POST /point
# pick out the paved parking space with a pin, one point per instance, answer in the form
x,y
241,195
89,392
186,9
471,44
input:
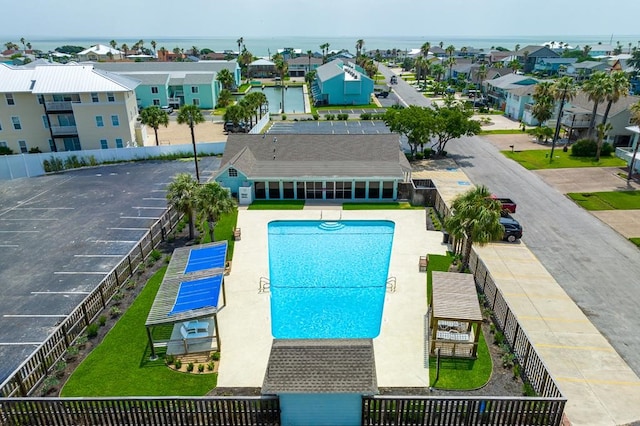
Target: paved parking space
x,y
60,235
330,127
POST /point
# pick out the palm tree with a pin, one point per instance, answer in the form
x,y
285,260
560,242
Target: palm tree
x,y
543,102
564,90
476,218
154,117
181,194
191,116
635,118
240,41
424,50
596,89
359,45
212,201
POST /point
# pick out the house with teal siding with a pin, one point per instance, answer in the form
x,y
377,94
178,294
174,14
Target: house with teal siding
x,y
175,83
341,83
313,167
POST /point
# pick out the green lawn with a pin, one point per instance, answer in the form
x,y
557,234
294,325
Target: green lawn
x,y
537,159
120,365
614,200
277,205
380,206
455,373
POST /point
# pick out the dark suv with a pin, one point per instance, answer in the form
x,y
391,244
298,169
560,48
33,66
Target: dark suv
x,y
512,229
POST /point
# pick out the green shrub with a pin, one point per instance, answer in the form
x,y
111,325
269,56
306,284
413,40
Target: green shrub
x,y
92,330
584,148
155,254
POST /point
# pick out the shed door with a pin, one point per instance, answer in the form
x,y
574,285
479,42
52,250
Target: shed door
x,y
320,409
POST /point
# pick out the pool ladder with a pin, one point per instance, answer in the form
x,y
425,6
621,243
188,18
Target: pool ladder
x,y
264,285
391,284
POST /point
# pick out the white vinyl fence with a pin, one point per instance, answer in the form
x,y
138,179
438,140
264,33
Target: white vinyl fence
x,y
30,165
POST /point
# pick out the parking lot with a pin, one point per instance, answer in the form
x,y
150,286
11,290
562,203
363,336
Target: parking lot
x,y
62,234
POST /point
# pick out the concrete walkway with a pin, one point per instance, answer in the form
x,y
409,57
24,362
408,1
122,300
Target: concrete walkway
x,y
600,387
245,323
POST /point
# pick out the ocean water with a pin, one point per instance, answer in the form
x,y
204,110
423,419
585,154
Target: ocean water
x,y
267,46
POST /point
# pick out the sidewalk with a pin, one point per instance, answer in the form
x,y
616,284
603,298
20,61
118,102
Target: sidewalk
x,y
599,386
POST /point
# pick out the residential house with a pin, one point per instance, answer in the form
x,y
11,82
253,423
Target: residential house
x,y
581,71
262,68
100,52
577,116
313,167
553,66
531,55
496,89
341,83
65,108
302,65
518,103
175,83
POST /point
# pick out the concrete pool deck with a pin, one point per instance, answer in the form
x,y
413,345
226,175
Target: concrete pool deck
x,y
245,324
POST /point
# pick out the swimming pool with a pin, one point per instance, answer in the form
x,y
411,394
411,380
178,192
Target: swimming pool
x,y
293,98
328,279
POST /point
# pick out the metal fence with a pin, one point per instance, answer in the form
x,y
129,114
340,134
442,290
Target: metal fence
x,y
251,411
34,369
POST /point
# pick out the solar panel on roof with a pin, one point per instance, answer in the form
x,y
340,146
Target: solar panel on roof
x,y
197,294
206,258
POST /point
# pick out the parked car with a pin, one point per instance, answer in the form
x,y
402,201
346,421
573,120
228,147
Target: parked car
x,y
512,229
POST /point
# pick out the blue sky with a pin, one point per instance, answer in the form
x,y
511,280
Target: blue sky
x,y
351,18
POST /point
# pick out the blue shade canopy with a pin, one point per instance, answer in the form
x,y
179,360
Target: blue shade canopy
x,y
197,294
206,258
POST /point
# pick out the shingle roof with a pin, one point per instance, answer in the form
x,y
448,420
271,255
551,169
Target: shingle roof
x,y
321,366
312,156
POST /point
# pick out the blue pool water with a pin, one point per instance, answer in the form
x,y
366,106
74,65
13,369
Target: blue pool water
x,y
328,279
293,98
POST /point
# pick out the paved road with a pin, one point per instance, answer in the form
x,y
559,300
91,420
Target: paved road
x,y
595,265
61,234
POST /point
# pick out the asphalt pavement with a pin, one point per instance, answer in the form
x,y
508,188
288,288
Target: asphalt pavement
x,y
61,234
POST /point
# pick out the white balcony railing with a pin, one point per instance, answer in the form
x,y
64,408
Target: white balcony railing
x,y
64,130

* * * * *

■ **Instructions for the task**:
Transcribe exactly the lines from the one containing "Target: parked car" through the end of the records, both included, and nothing else.

■ **Answer space**:
Target: parked car
x,y
512,229
POST /point
# pick out the blue sky with a pin, one point per instance, answer in the form
x,y
511,280
Target: blue sky
x,y
351,18
POST /point
# pick out the blue shade canopy with a pin, one point per instance, answer in the form
x,y
179,360
Target: blue shade canopy
x,y
197,294
206,258
POST /point
# pick out the shingle roof with a pin, one point per instance, answer in the form
x,y
448,420
271,255
551,169
Target: shingle roof
x,y
321,366
312,156
POST /point
# pick out the blue pool water with a pin, one point per instance, answer in the form
x,y
366,106
74,65
13,369
Target: blue pool water
x,y
328,279
293,98
POST /point
# pick out the paved road with a pin, one point per instance, answer in the form
x,y
559,300
91,420
Target: paved road
x,y
595,265
61,234
POST /point
# pick out the asphalt pavement with a pin, one point per instance, answer in the form
x,y
508,188
288,288
Target: asphalt pavement
x,y
61,234
POST /point
# pick out the white balcony railing with a pin, one point per instance, answer in the form
x,y
64,408
Target: white balcony railing
x,y
64,130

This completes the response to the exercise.